== Page excerpt ==

While it makes sense to let your fur baby have a dog tag, there are fur parents who disagree with the idea. Below summarizes the pros and cons of getting your dog one.

Pros

Here are some of the advantages of having a dog tag:

Affordability and Accessibility

Among all the ways to ID your dogs, getting them kennel club dog tags could be the least expensive. You don’t need to spend a lot just to make it happen. It is pretty accessible, too, since you can buy one online. 

It doesn’t involve lengthy processes and doesn’t require the service of trained professionals or a vet. You just need to provide what to put on a dog tag.

Aesthetics

Dog tags are customizable. It comes in an assortment of shapes, designs, sizes, and even colors. Fur parents could even choose to incorporate precious stones in them, which could function as a piece of jewelry for dogs and add to their appeal.

Straightforward and Easy Interpretation

Another perk of getting your fur baby a dog tag is that it doesn’t need an app to interpret the information embedded. It is already in plain sight, making it easier to guide your dog home. 

Cons

Here are some of the disadvantages of wearing a dog tag:

Poses Potential Danger

Many fur parents opt to do without the Pet ID tags for their dogs because it could cause choking when not fitted correctly. Thus, when you get one, ensure that the dog collar with the name won’t be too tight or too loose that it could easily get caught at anything as your puppy goes through its regular activities.

Can Be a Source of Unpleasant Noise

Particularly when you get metal pet ID tags, and there are more than one, this could produce unpleasant noise with the continuous movement of your dog. Good thing there are plastic or rubber dampers for dog tags available to help minimize the sound.

Can Irritate Your Dogs

It is more likely to happen, especially when your dog is not used to wearing one. But the key here is to give it time. You could also ease your dog into wearing one with the help of positive reinforcement. You can also remove it once in a while to let your dog’s skin breathe.

Dog Microchipping and Tag Laws

In the UK, there are laws mandating microchips and tags among dogs.

Microchipping Laws

The law decreeing the need to microchip dogs 8-weeks old and above started in the UK in 2016. These dogs should also be registered at a government-certified database available commercially.

The responsibility of microchipping dogs falls on the shoulders of the breeder. So does the responsibility of updating the information once the little pup is home.

Tiny it may be, but the microchip embedded in a dog will contain its identification in case it gets lost. It would decrease its likelihood of ending up in a shelter and discourage wrongdoers from stealing it. The microchip could also pave the way for the dog to find its owner.

===

Work instruction A: List the headings of the disadvantages given under "Cons" in the dog tag text above.
Work instruction B: According to the dog tag text above, who is responsible for microchipping dogs under the UK law?

== Dataset extract ==

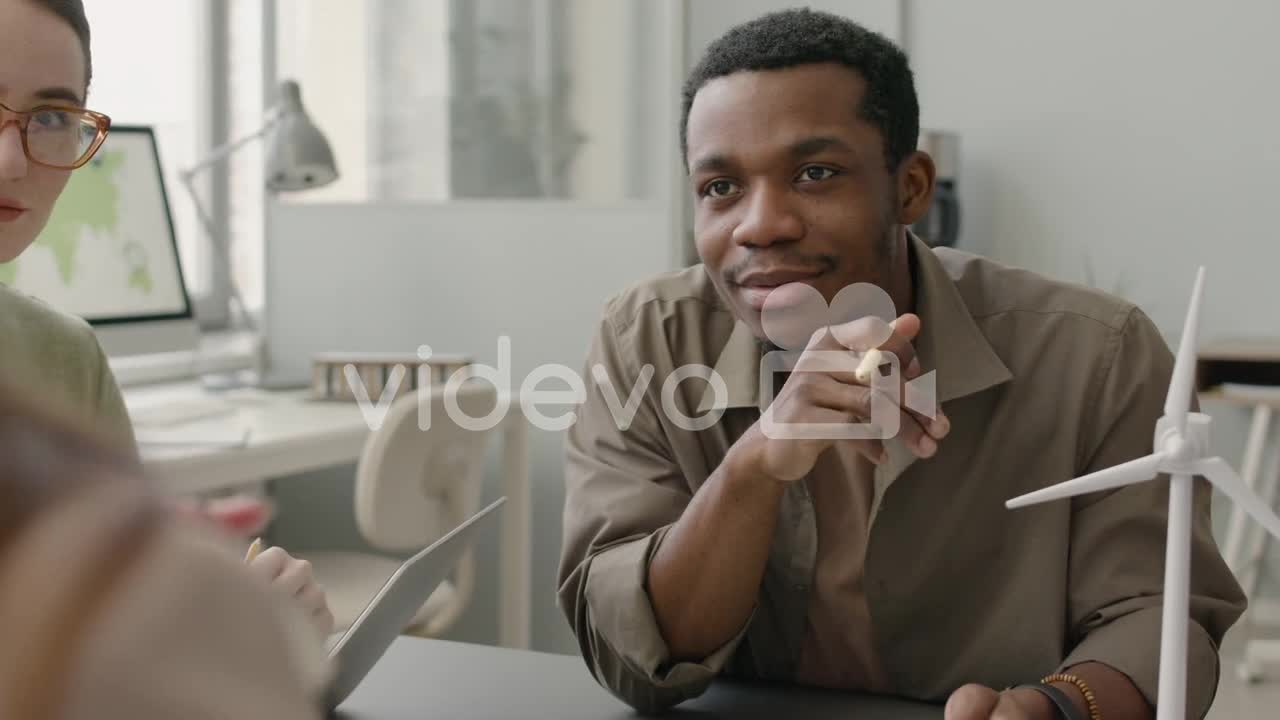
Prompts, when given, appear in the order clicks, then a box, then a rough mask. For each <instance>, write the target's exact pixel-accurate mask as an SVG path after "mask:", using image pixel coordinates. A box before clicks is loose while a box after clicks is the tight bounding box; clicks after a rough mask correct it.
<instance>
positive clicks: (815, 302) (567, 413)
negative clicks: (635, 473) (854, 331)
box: [343, 283, 937, 439]
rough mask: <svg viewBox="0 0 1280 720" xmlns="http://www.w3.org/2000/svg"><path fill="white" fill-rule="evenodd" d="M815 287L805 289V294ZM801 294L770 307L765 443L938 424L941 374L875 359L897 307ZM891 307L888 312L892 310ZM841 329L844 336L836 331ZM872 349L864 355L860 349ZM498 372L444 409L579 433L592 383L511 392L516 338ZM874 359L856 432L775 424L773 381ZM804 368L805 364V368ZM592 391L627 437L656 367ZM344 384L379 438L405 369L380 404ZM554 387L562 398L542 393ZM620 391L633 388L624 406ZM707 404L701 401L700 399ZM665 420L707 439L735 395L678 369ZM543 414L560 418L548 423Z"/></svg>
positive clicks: (827, 369)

===

Task result A:
Poses Potential Danger
Can Be a Source of Unpleasant Noise
Can Irritate Your Dogs

Task result B: The breeder.